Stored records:
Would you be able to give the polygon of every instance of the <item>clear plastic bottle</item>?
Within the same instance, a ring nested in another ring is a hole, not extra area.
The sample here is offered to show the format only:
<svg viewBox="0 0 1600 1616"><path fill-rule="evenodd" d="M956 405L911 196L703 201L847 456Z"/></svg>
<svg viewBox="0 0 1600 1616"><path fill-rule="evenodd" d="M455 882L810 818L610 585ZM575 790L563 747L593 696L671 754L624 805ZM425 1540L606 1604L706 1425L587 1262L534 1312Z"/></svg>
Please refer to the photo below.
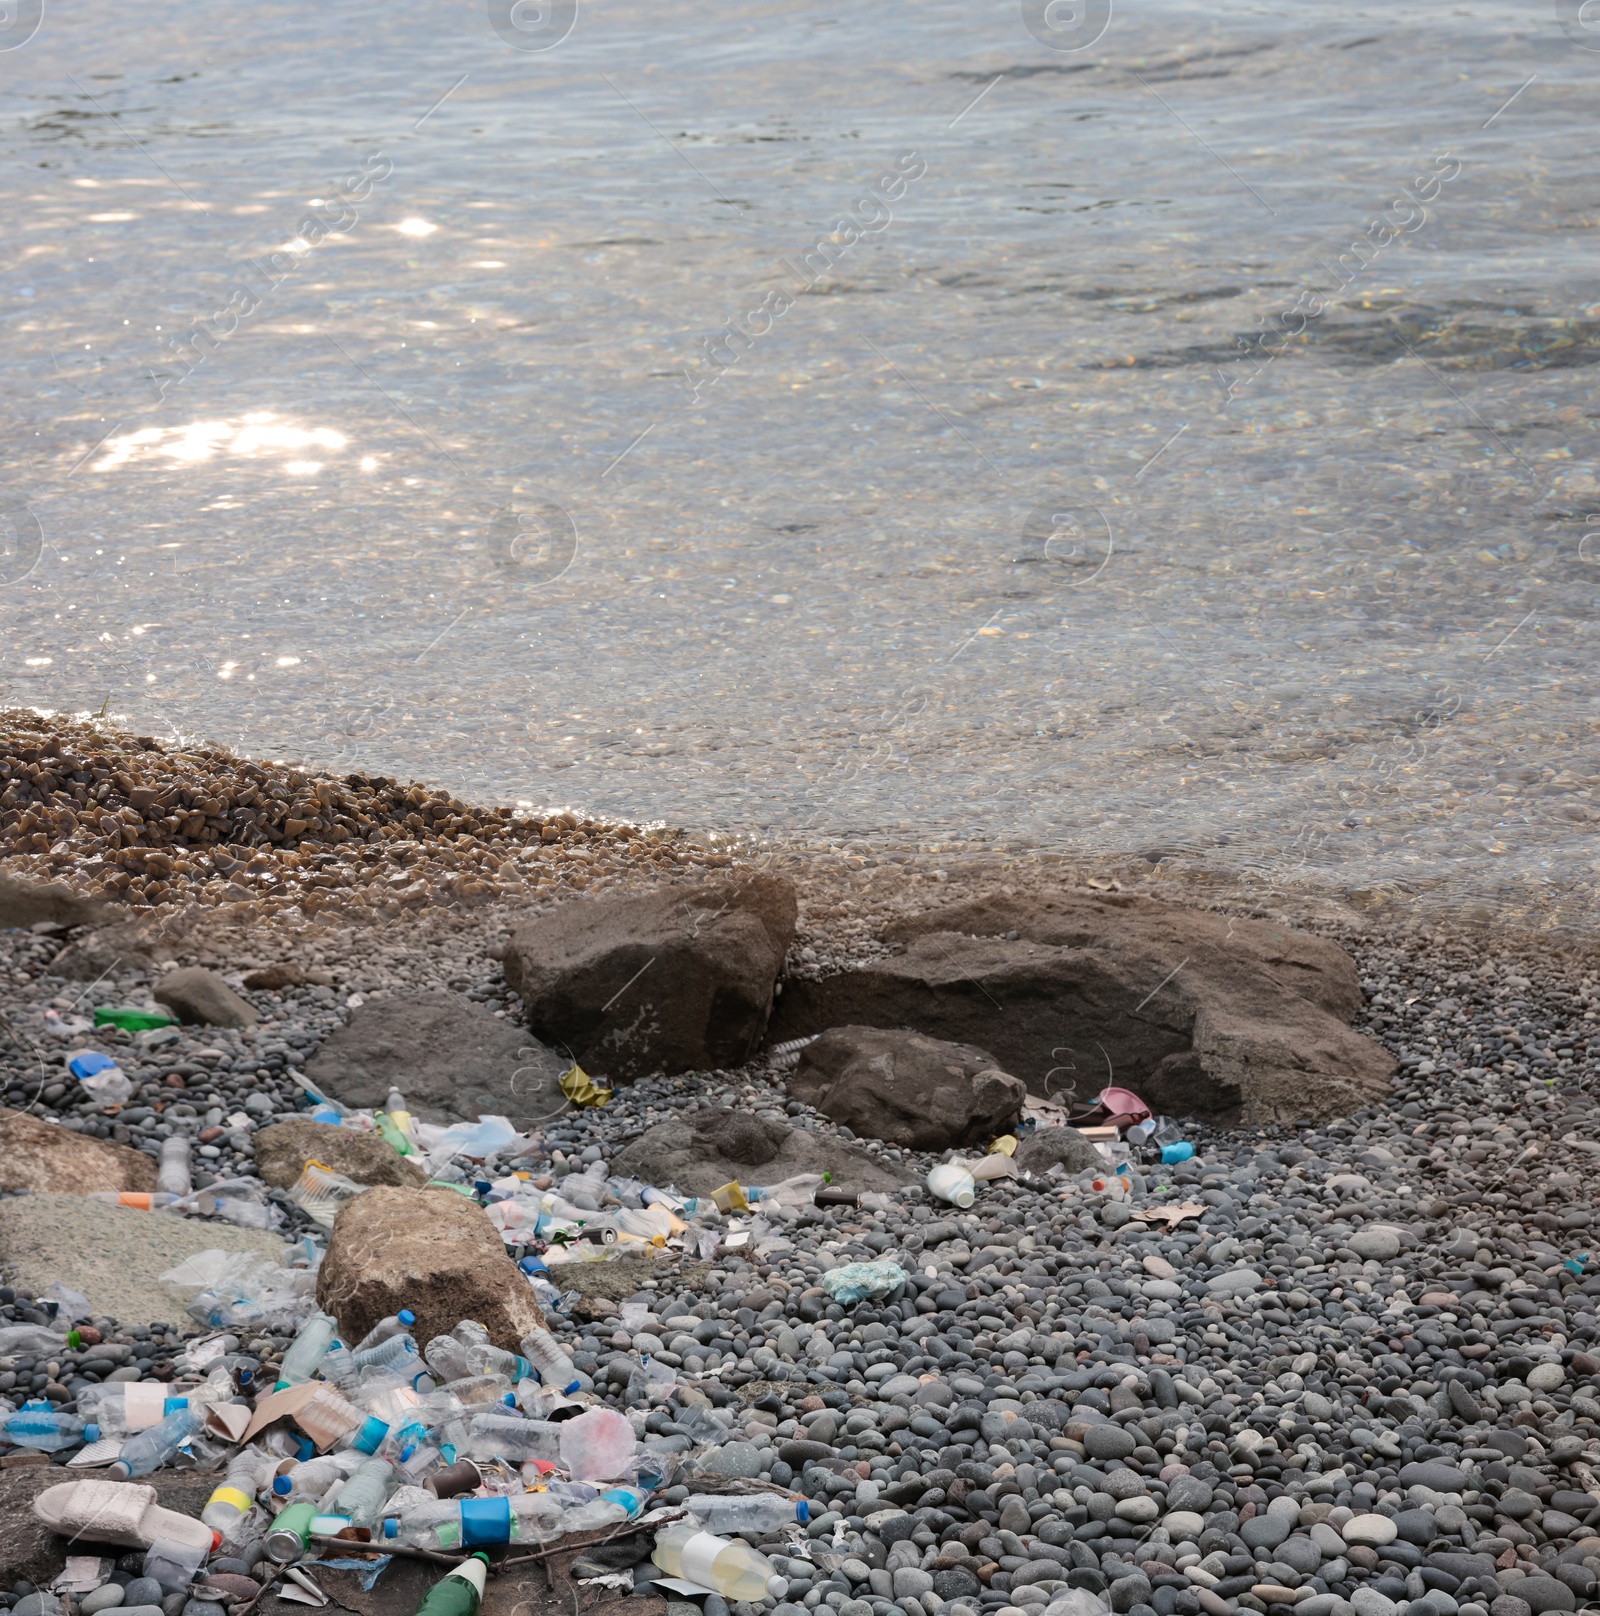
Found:
<svg viewBox="0 0 1600 1616"><path fill-rule="evenodd" d="M24 1403L5 1424L6 1439L36 1453L59 1453L83 1440L83 1421L76 1414L58 1414L44 1398Z"/></svg>
<svg viewBox="0 0 1600 1616"><path fill-rule="evenodd" d="M161 1141L156 1188L166 1195L187 1195L194 1188L189 1178L189 1141L181 1133Z"/></svg>
<svg viewBox="0 0 1600 1616"><path fill-rule="evenodd" d="M480 1543L551 1543L565 1535L565 1512L549 1493L441 1498L383 1523L384 1539L450 1551Z"/></svg>
<svg viewBox="0 0 1600 1616"><path fill-rule="evenodd" d="M374 1347L381 1347L385 1341L391 1341L397 1335L404 1335L416 1322L416 1314L410 1308L403 1307L398 1313L391 1313L388 1318L379 1319L350 1350L370 1352Z"/></svg>
<svg viewBox="0 0 1600 1616"><path fill-rule="evenodd" d="M648 1496L639 1487L608 1487L598 1498L591 1498L586 1504L568 1509L562 1523L563 1529L575 1535L579 1532L598 1532L604 1527L631 1521L644 1509Z"/></svg>
<svg viewBox="0 0 1600 1616"><path fill-rule="evenodd" d="M463 1408L473 1410L503 1404L511 1396L511 1382L504 1375L468 1375L440 1389L448 1391Z"/></svg>
<svg viewBox="0 0 1600 1616"><path fill-rule="evenodd" d="M188 1402L188 1398L168 1396L167 1388L155 1380L85 1387L78 1394L78 1413L88 1422L83 1439L85 1442L99 1442L105 1437L120 1440L136 1431L148 1431L167 1415L187 1407ZM89 1435L91 1429L93 1436Z"/></svg>
<svg viewBox="0 0 1600 1616"><path fill-rule="evenodd" d="M190 1203L201 1217L221 1218L241 1229L276 1229L283 1213L270 1203L247 1201L242 1195L213 1195L209 1190Z"/></svg>
<svg viewBox="0 0 1600 1616"><path fill-rule="evenodd" d="M276 1497L292 1504L321 1504L334 1487L356 1473L365 1458L366 1455L347 1449L342 1453L302 1459L274 1478L272 1491Z"/></svg>
<svg viewBox="0 0 1600 1616"><path fill-rule="evenodd" d="M436 1335L422 1349L422 1356L441 1382L465 1380L472 1373L467 1366L466 1343L453 1335Z"/></svg>
<svg viewBox="0 0 1600 1616"><path fill-rule="evenodd" d="M533 1365L526 1358L507 1352L504 1347L491 1346L487 1341L468 1347L466 1358L467 1373L471 1375L504 1375L515 1383L533 1373Z"/></svg>
<svg viewBox="0 0 1600 1616"><path fill-rule="evenodd" d="M811 1519L805 1499L778 1493L691 1493L684 1508L703 1532L778 1532Z"/></svg>
<svg viewBox="0 0 1600 1616"><path fill-rule="evenodd" d="M263 1453L260 1448L241 1448L228 1461L228 1473L222 1485L206 1500L200 1519L213 1532L226 1537L255 1506L262 1473L272 1463L272 1455Z"/></svg>
<svg viewBox="0 0 1600 1616"><path fill-rule="evenodd" d="M395 1486L394 1466L387 1459L365 1459L354 1475L346 1477L332 1506L348 1516L352 1526L371 1526L382 1516Z"/></svg>
<svg viewBox="0 0 1600 1616"><path fill-rule="evenodd" d="M522 1338L522 1355L534 1367L541 1384L570 1397L583 1385L577 1365L543 1325L536 1324Z"/></svg>
<svg viewBox="0 0 1600 1616"><path fill-rule="evenodd" d="M330 1380L341 1391L353 1391L359 1378L355 1356L342 1341L330 1341L328 1350L317 1366L324 1380Z"/></svg>
<svg viewBox="0 0 1600 1616"><path fill-rule="evenodd" d="M338 1331L338 1324L326 1313L313 1313L300 1326L300 1333L284 1353L274 1390L281 1392L286 1386L299 1386L310 1380Z"/></svg>
<svg viewBox="0 0 1600 1616"><path fill-rule="evenodd" d="M358 1370L394 1369L409 1376L422 1367L422 1354L417 1351L417 1343L412 1337L402 1330L376 1346L352 1348L350 1361Z"/></svg>
<svg viewBox="0 0 1600 1616"><path fill-rule="evenodd" d="M121 1451L106 1474L118 1480L126 1480L130 1476L148 1476L152 1470L159 1470L174 1458L204 1423L203 1408L174 1409L159 1425L152 1425L148 1431L130 1436L122 1444Z"/></svg>
<svg viewBox="0 0 1600 1616"><path fill-rule="evenodd" d="M509 1412L474 1414L467 1422L466 1454L471 1459L561 1459L561 1427L550 1420L525 1420Z"/></svg>
<svg viewBox="0 0 1600 1616"><path fill-rule="evenodd" d="M663 1527L650 1558L669 1577L697 1582L724 1599L759 1601L768 1594L781 1599L789 1589L788 1578L778 1576L772 1562L742 1538L730 1542L698 1526Z"/></svg>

• WHAT IS REQUIRED: Respond with the number of lines in the entries that include the string "instance", and nothing besides.

• RESULT: 2